## Your objective:
Render these lines as a Markdown table with the columns Row and Line, numbering each line in Row and placing its text in Line. Leave out blank lines and pictures.
**** Supplied information ****
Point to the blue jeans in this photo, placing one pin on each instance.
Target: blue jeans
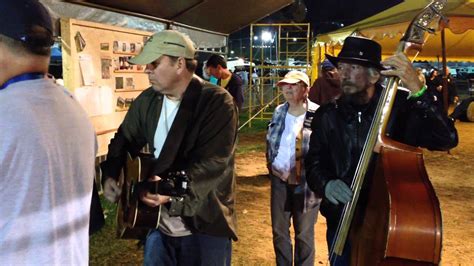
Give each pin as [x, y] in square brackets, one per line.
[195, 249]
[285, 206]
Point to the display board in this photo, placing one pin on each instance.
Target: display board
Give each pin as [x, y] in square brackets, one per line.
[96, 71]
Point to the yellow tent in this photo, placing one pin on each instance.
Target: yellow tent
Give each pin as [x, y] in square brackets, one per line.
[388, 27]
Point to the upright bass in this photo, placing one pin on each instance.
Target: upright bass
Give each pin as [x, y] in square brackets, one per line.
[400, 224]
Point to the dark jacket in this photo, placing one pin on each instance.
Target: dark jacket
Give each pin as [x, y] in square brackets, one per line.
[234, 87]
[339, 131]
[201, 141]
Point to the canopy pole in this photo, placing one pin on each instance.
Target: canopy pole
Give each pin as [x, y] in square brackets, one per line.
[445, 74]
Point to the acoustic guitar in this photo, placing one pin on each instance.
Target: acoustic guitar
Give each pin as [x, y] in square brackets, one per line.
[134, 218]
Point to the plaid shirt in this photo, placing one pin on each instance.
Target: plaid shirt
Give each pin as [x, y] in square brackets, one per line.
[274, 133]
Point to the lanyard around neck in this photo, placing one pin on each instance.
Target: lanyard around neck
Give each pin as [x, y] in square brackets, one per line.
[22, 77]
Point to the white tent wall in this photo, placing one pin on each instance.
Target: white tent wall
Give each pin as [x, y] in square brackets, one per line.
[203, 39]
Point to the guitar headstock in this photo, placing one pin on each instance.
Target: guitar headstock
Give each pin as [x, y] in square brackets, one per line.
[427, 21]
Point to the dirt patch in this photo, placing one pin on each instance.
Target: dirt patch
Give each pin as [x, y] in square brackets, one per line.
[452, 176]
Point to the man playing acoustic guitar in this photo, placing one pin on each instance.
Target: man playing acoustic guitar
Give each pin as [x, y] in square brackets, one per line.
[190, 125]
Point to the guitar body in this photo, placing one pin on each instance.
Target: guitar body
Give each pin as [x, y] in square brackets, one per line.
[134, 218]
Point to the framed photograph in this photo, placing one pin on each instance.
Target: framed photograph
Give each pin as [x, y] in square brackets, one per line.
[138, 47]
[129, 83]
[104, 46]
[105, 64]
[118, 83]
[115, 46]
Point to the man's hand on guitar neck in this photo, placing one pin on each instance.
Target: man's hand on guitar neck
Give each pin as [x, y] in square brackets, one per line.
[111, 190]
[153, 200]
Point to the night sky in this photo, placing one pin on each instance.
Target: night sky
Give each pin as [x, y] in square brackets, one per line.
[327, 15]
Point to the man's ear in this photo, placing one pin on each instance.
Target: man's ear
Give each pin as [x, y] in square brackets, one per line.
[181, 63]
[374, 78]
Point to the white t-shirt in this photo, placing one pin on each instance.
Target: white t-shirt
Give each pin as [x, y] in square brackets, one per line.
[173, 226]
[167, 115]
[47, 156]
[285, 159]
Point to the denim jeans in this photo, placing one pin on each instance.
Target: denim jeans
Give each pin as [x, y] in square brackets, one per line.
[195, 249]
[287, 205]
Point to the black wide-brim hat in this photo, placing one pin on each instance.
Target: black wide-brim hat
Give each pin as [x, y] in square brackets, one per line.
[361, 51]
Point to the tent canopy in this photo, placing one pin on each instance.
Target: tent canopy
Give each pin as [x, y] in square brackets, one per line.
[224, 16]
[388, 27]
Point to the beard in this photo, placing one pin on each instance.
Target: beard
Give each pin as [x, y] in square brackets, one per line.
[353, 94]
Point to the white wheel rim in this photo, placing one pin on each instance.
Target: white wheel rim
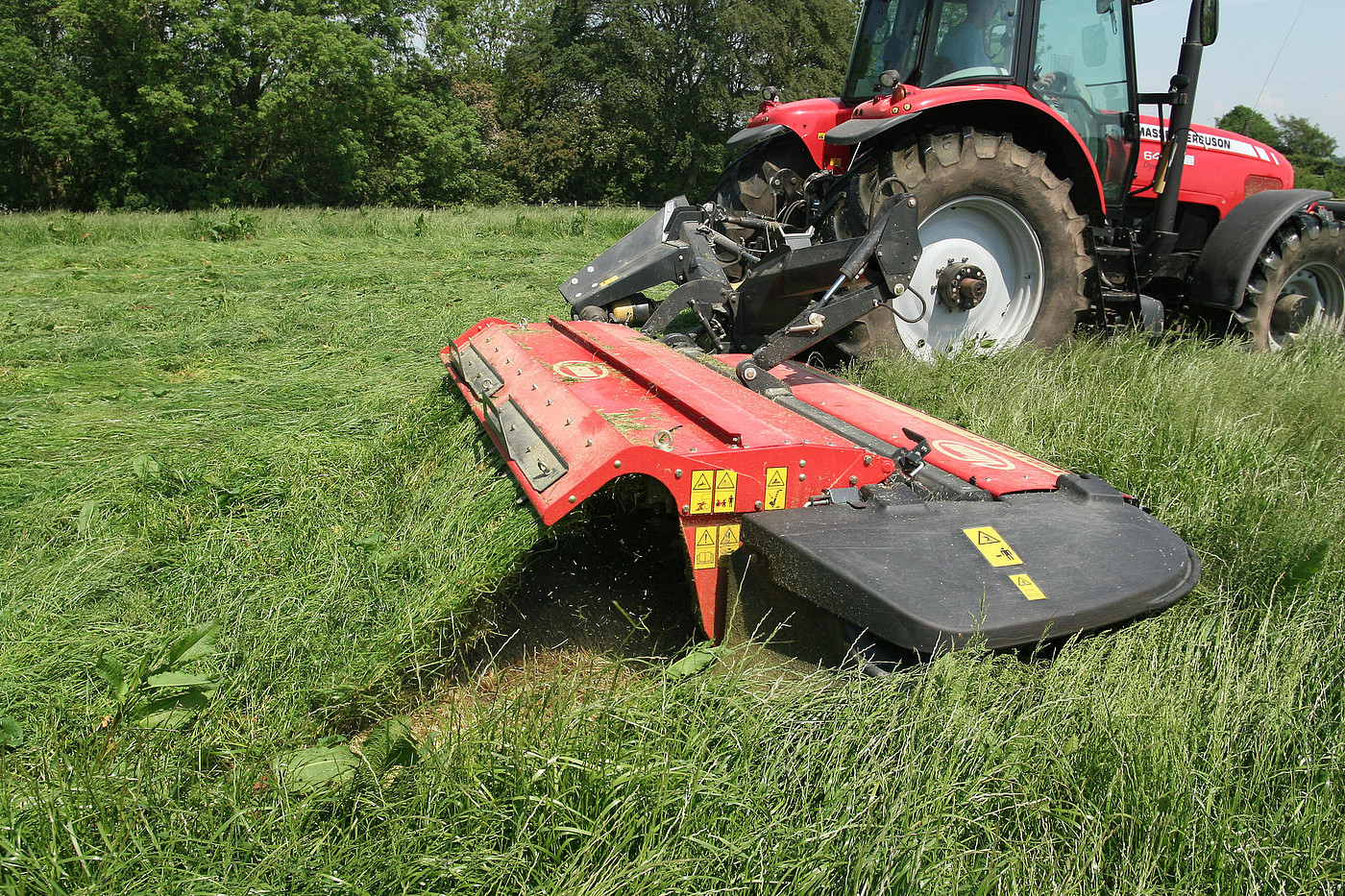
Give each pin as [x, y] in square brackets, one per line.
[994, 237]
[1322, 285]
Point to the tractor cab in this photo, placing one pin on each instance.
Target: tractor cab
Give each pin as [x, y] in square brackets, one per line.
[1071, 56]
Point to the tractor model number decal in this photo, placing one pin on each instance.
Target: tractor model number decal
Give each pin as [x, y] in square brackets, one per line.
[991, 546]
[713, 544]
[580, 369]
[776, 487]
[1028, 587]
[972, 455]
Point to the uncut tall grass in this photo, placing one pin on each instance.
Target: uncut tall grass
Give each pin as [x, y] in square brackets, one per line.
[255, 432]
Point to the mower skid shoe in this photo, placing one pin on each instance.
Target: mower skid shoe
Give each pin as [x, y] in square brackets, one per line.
****
## Output of the task:
| Row | Line |
|---|---|
| 1 | Point to the blue jeans in this photo, placing one pin on each instance. |
| 2 | Target: blue jeans |
| 3 | Give each pin as [x, y] in square brackets, one per line. |
| 4 | [195, 249] |
| 5 | [285, 206] |
| 6 | Point to the display board in this photo, placing one pin on each instance. |
| 7 | Target: display board |
| 8 | Give each pin as [x, y] in square brackets, one per line. |
| 9 | [96, 71] |
| 10 | Point to the yellow tent in this photo, placing one pin on each instance. |
| 11 | Target: yellow tent |
| 12 | Give each pin as [x, y] in square brackets, one per line. |
| 13 | [388, 27] |
| 14 | Point to the upright bass in this photo, placing one pin on each instance. |
| 15 | Target: upright bass |
| 16 | Give each pin as [x, y] in square brackets, one per line. |
| 17 | [400, 224] |
| 18 | Point to the dark jacket in this photo, placing one pin on each instance. |
| 19 | Target: dark jacket |
| 20 | Give each pin as [x, y] in square brackets, one per line. |
| 21 | [234, 87] |
| 22 | [339, 131] |
| 23 | [201, 141] |
| 24 | Point to the canopy pole in this photo, placing one pin on each instance. |
| 25 | Target: canopy pole |
| 26 | Give each pin as [x, y] in square brackets, one per line. |
| 27 | [445, 74] |
| 28 | Point to the acoustic guitar in this photo, placing one pin on each instance. |
| 29 | Target: acoustic guitar |
| 30 | Give each pin as [x, y] in square brackets, one per line. |
| 31 | [134, 218] |
| 32 | Point to the plaid shirt in this photo, placing one pin on each instance. |
| 33 | Target: plaid shirt |
| 34 | Give each pin as [x, y] in square brackets, one per line. |
| 35 | [274, 133] |
| 36 | Point to the lanyard around neck in this photo, placing one pin on each instance. |
| 37 | Target: lanyard around neck |
| 38 | Give each pin as [x, y] in square brackets, one per line. |
| 39 | [22, 77] |
| 40 | Point to the white tent wall in this photo, placing one pin on each instance. |
| 41 | Target: white tent wall |
| 42 | Give each pin as [x, y] in square brackets, one per line. |
| 43 | [203, 39] |
| 44 | Point to the guitar headstock in this photo, placing one pin on each instance. |
| 45 | Target: guitar headstock |
| 46 | Give each pin as [x, y] in square brackets, one per line. |
| 47 | [427, 21] |
| 48 | Point to the dirt patch in this photo, placing one pin on each instance. |
| 49 | Target: dirt patch |
| 50 | Give each pin as [x, y] in square brackets, one per line. |
| 51 | [452, 176] |
| 52 | Point to the man playing acoustic guitar in this photo, placing one pin on each instance. |
| 53 | Target: man playing acoustic guitar |
| 54 | Give each pin as [x, y] in square brackets, one per line. |
| 55 | [190, 125] |
| 56 | Point to the guitar body in this photo, placing one pin on each instance. |
| 57 | Target: guitar body |
| 58 | Give each pin as [x, y] in square brackets, one per line. |
| 59 | [134, 218] |
| 60 | Point to the framed photograph in this photo, placing one pin on each instance. |
| 61 | Target: framed photograph |
| 62 | Give each pin as [x, y] in square brackets, one per line. |
| 63 | [138, 47] |
| 64 | [129, 83] |
| 65 | [104, 46] |
| 66 | [105, 64] |
| 67 | [118, 83] |
| 68 | [115, 46] |
| 69 | Point to the man's hand on guitar neck in this photo, placing one pin on each instance. |
| 70 | Target: man's hand on guitar neck |
| 71 | Give each pin as [x, y] in square brackets, one per line. |
| 72 | [111, 190] |
| 73 | [153, 200] |
| 74 | Point to the night sky in this photo, placing one pin on each instance. |
| 75 | Target: night sky |
| 76 | Give each pin as [x, y] in square brackets, one per line. |
| 77 | [327, 15] |
| 78 | Point to the man's ear in this photo, placing one pin on each instance. |
| 79 | Target: man's ear |
| 80 | Give each pin as [x, y] in square brackets, one per line. |
| 81 | [181, 63] |
| 82 | [374, 78] |
| 83 | Point to the white t-shirt in this photo, placing one pin on each instance. |
| 84 | Target: white t-shirt |
| 85 | Give each pin as [x, y] in square brackets, one per line. |
| 86 | [173, 226] |
| 87 | [167, 115] |
| 88 | [47, 156] |
| 89 | [285, 159] |
| 90 | Point to the denim jeans in this photo, placing one pin on each instance. |
| 91 | Target: denim jeans |
| 92 | Give each pin as [x, y] in square brackets, one per line. |
| 93 | [195, 249] |
| 94 | [287, 205] |
| 95 | Point to the black wide-brim hat in this photo, placing one pin on each instance. |
| 96 | Target: black wide-brim hat |
| 97 | Give each pin as [x, y] in square brackets, one per line. |
| 98 | [361, 51] |
| 99 | Point to the tent canopy in this photo, placing one pin on each instance. |
| 100 | Target: tent canopy |
| 101 | Give each pin as [x, y] in square brackets, one per line. |
| 102 | [224, 16] |
| 103 | [388, 27] |
| 104 | Point to the beard in this photo, placing one pin on each instance. |
| 105 | Target: beard |
| 106 | Give each pin as [x, y] in square brackets, one per line. |
| 107 | [353, 94] |
| 108 | Point to the white wheel rim in this photo, placing one pin on each instance. |
| 109 | Target: white wheel rim |
| 110 | Give each pin as [x, y] in square brackets, one per line. |
| 111 | [994, 237] |
| 112 | [1322, 285] |
| 113 | Point to the tractor cab in this photo, placing one pin on each instance. |
| 114 | Target: tractor cab |
| 115 | Give each pin as [x, y] in square brackets, one per line. |
| 116 | [1071, 56] |
| 117 | Point to the tractor model number decal in this photo, placing one pin on each instance. |
| 118 | Target: tractor model number decal |
| 119 | Give each pin as [x, y] in square brackets, one per line. |
| 120 | [991, 546] |
| 121 | [713, 544] |
| 122 | [580, 369] |
| 123 | [776, 487] |
| 124 | [1028, 587] |
| 125 | [972, 455] |
| 126 | Point to the uncut tall grass in this photo, placing one pin on each instance. |
| 127 | Target: uncut tall grass |
| 128 | Give each pin as [x, y] in square brackets, one per line. |
| 129 | [255, 432] |
| 130 | Point to the mower skid shoe in this photo, placing one pin on each instance. |
| 131 | Target: mower skid shoe |
| 132 | Give each pin as [x, y] in square brackets, one per line. |